**Exercise requirements:** Reproduce the material below word for word, leaving out the pictures.

== Extracted data ==

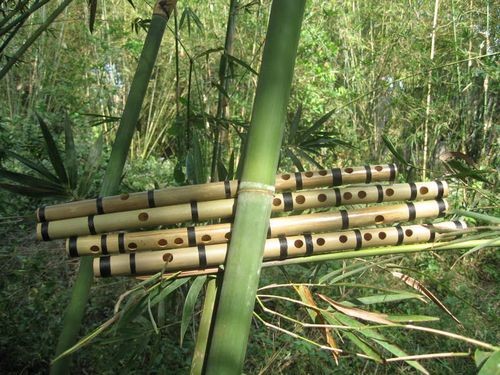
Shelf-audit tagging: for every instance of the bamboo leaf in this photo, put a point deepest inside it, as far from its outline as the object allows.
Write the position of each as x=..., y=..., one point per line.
x=39, y=168
x=54, y=156
x=189, y=303
x=70, y=151
x=415, y=284
x=242, y=63
x=394, y=152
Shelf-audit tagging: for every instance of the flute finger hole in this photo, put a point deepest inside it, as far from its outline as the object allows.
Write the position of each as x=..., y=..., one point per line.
x=424, y=190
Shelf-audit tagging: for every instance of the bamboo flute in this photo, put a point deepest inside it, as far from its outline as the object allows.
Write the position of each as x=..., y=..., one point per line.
x=203, y=257
x=214, y=191
x=115, y=243
x=223, y=208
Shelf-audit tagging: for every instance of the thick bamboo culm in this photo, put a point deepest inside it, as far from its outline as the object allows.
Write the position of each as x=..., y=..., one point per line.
x=202, y=257
x=115, y=243
x=223, y=208
x=214, y=191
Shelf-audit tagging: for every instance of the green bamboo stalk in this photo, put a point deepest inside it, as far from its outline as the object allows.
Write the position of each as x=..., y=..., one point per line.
x=27, y=44
x=74, y=313
x=242, y=270
x=136, y=95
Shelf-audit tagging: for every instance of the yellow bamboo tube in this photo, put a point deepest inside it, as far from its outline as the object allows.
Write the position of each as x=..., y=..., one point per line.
x=213, y=191
x=114, y=243
x=202, y=257
x=223, y=208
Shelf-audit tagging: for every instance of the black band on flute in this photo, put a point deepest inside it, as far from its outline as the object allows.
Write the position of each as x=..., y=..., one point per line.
x=202, y=256
x=432, y=230
x=338, y=197
x=283, y=247
x=368, y=174
x=359, y=240
x=90, y=222
x=121, y=242
x=73, y=250
x=401, y=235
x=288, y=201
x=440, y=189
x=191, y=236
x=298, y=181
x=336, y=177
x=98, y=206
x=309, y=244
x=345, y=219
x=380, y=193
x=132, y=264
x=104, y=244
x=44, y=230
x=441, y=207
x=227, y=189
x=392, y=172
x=412, y=212
x=194, y=210
x=105, y=266
x=41, y=214
x=413, y=191
x=151, y=199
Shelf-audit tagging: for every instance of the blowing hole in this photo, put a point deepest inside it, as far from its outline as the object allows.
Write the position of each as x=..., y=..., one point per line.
x=143, y=216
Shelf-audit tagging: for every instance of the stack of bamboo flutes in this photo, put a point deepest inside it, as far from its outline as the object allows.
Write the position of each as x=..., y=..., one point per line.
x=102, y=227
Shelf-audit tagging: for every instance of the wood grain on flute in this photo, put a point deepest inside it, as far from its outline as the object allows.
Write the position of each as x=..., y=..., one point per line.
x=223, y=208
x=214, y=191
x=114, y=243
x=201, y=256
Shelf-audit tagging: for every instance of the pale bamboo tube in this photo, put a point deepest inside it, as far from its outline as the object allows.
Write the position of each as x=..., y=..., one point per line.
x=114, y=243
x=223, y=208
x=203, y=257
x=214, y=191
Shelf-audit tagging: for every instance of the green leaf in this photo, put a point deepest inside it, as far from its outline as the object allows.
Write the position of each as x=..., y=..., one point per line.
x=54, y=156
x=70, y=151
x=189, y=303
x=39, y=168
x=242, y=63
x=492, y=365
x=394, y=152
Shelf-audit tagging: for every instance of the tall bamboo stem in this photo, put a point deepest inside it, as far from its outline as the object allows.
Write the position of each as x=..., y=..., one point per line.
x=74, y=312
x=242, y=269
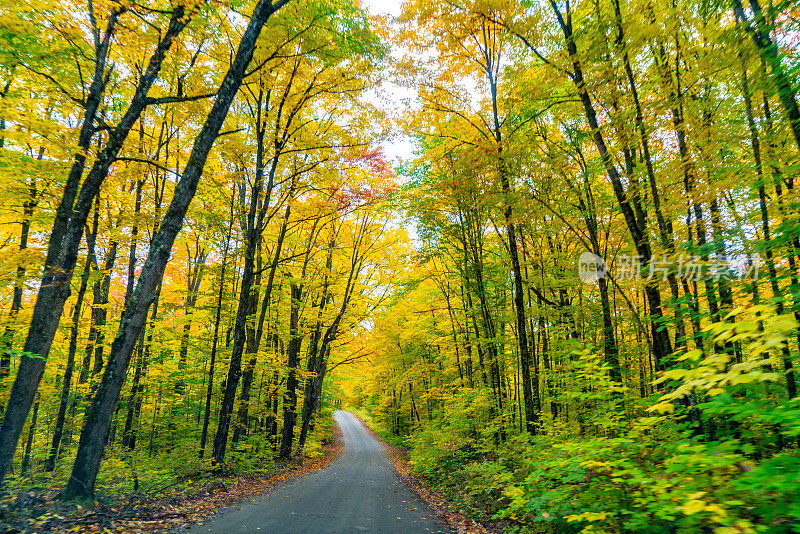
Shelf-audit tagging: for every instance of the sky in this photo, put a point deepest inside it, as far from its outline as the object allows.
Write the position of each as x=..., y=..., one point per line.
x=400, y=146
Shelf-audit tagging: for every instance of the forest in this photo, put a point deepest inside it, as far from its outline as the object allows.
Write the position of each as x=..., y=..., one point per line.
x=575, y=302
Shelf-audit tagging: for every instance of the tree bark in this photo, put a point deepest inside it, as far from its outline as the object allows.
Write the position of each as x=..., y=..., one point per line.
x=67, y=232
x=95, y=432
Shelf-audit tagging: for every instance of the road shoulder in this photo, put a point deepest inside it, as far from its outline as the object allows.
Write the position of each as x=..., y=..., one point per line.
x=445, y=510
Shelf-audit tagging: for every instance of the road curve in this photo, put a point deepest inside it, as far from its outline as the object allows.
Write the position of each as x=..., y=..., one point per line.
x=358, y=492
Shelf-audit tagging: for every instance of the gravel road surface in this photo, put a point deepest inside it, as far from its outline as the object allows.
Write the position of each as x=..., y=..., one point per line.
x=358, y=492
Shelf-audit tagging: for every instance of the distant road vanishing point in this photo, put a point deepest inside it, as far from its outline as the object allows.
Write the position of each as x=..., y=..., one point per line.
x=358, y=492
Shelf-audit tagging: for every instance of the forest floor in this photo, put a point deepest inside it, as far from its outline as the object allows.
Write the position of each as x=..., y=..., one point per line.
x=141, y=512
x=446, y=510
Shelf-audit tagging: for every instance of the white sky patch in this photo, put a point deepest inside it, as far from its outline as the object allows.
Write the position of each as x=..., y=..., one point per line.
x=390, y=96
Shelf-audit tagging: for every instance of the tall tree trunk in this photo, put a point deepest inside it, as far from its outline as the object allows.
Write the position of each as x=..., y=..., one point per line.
x=67, y=232
x=215, y=340
x=292, y=362
x=95, y=431
x=58, y=431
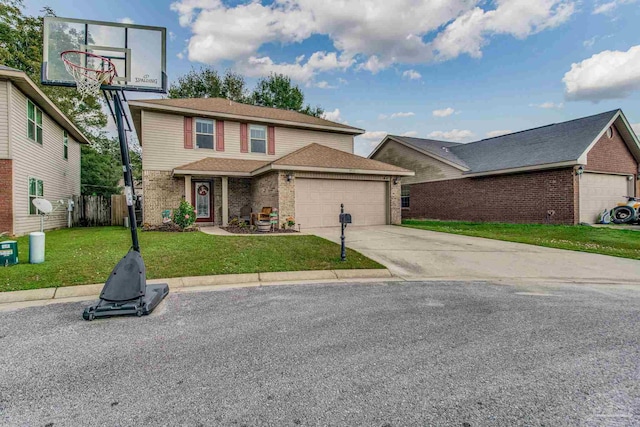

===

**Response to this exercise:**
Shelf-audit tagging: for every instance of the bamboo leaf in this photo, put a point deepest inside it, as far from its outline as the object allows.
Write the position of each as x=..., y=..., one point per line.
x=39, y=168
x=54, y=156
x=189, y=303
x=70, y=151
x=415, y=284
x=242, y=63
x=394, y=152
Shelf-audit tagging: for every instance of the flute finger hole in this photo, put a point deepest inside it, as far from its outline as the object allows.
Write the position of each as x=..., y=..., one point per line.
x=424, y=190
Shelf-audit tagging: for every instance of the bamboo flute in this photo, put a point deepest inside it, as far from its outline as the object allows.
Write the position of each as x=..., y=..., one point per line.
x=203, y=257
x=214, y=191
x=115, y=243
x=223, y=208
Shelf-audit tagging: for every instance of the thick bamboo culm in this photo, put a point deepest inside it, as far from its outline as the object allows.
Write the position of each as x=..., y=..., one point per line.
x=202, y=257
x=115, y=243
x=223, y=208
x=214, y=191
Shelf-audit tagging: for every instance of the green bamboo stalk in this photo, put a point deepest inside it, as far from its outline as the object allows.
Write the position of each as x=..., y=..., one point per line.
x=27, y=44
x=74, y=313
x=242, y=270
x=136, y=95
Shelf-audit tagging: for every instance of the yellow bamboo tube in this photo, put a point deepest inside it, as far from its outline as the object allows.
Write the position of each as x=..., y=..., one point per line.
x=213, y=191
x=114, y=243
x=202, y=257
x=223, y=208
Shelf-audit tagging: for every instance of the black band on flute in this photo, put a point deepest inside it, as far from its outline as the object allows.
Write the position of each as x=..., y=..., one point per line.
x=202, y=256
x=432, y=230
x=338, y=197
x=283, y=247
x=368, y=174
x=359, y=240
x=90, y=222
x=121, y=242
x=73, y=250
x=401, y=235
x=288, y=201
x=440, y=189
x=191, y=236
x=298, y=181
x=336, y=177
x=98, y=206
x=309, y=244
x=345, y=219
x=380, y=193
x=132, y=264
x=104, y=244
x=44, y=230
x=441, y=207
x=227, y=189
x=392, y=172
x=412, y=212
x=194, y=210
x=105, y=266
x=41, y=214
x=413, y=191
x=151, y=199
Shelf-audit tagging: for every instance of the blowing hole in this photo, put a point deepest inside it, as far from its outline as the object allows.
Write the position of each as x=..., y=..., one point per line.
x=143, y=216
Shelf-audit tagging: for every instance of the stack of bamboo flutes in this photo, put a point deepest inside it, as far from its outline as the object allows.
Write the position of each as x=..., y=..., one point per line.
x=102, y=227
Shelf-audit tagging: for every instance of the wood grain on flute in this photo, put a point deepest inside it, as far from its outline as the object allows.
Write the position of each as x=..., y=..., one point per line.
x=223, y=208
x=214, y=191
x=114, y=243
x=201, y=256
Shelf-audit tagging: for every instance of the pale bamboo tube in this photo, put a point deepest inside it, as far from its outline as the object allows.
Write the position of each as x=..., y=..., one point per line.
x=114, y=243
x=223, y=208
x=203, y=257
x=214, y=191
Shelf-audit tagging: for every instance of the green leaf in this photo, put a point deepest inside it, as far from its outline as the object allows.
Write the position of each as x=..., y=..., one point per line.
x=54, y=156
x=70, y=151
x=189, y=303
x=39, y=168
x=242, y=63
x=492, y=365
x=394, y=152
Shelf-audit tagging: for every instance of the tall bamboo stem in this photo, put a point deepest inside it, as far from its outline as the object allows.
Write the position of each as x=..., y=..., one point per line.
x=74, y=312
x=242, y=269
Shelf-audit tagging: for every instance of the sky in this photo, put a point deepest inside it, as far from its outline as the object allows.
Write the position of each as x=..., y=..., one point per line.
x=400, y=146
Shelf-audit tagging: for every instance of the forest in this photo, put a point deepest inside it, as far from its outline as the object allows.
Write the position of each as x=..., y=..., one point per line.
x=575, y=302
Shelf-audit tagging: for every instance of the tree bark in this photo, put a point deepest inside it, as far from its outline as the object allows.
Write the position of each as x=..., y=..., one point per line.
x=67, y=232
x=95, y=432
Shelf-audit tagging: for every instance of the road shoulder in this photo, put a point deepest inside it, as far from its outline as the object allows.
Write the position of each as x=..., y=..., one point per line.
x=445, y=510
Shelf-audit tagging: for every instance of the road curve in this photo, put a point deepest inside it, as far from its outline as the object allows.
Write the position of each as x=..., y=..., one point per line.
x=358, y=492
Shelf-audit tagging: for every instance of the gravel road surface in this photo, put a point deepest inside it, as far from its outline as the object allows.
Write the position of each as x=..., y=..., one point per line.
x=358, y=492
Shelf-audit tagging: for every instance of the distant road vanishing point in this photo, put a point deepest inside it, as far from its outline as the object allows.
Write the position of each as x=..., y=..., one point per line.
x=358, y=492
Shelf-audit tagging: for every instance of the forest floor in this photo, put a point deepest inside it, as far from its outline as the object allows.
Write the position of each as x=..., y=..., one point per line.
x=141, y=512
x=446, y=510
Shelf-audit tagging: for every instance of the white sky patch in this photo, put a point deepest inside it, as far from its outline as the object allows.
Write the position of each as x=..., y=..., one point per line.
x=390, y=96
Shelf-audit tagging: for every instance of the tall tree trunk in this photo, put a point deepest inside it, as far from its outline as the object allows.
Write the position of each as x=..., y=..., one point per line.
x=67, y=232
x=215, y=340
x=292, y=362
x=95, y=431
x=58, y=431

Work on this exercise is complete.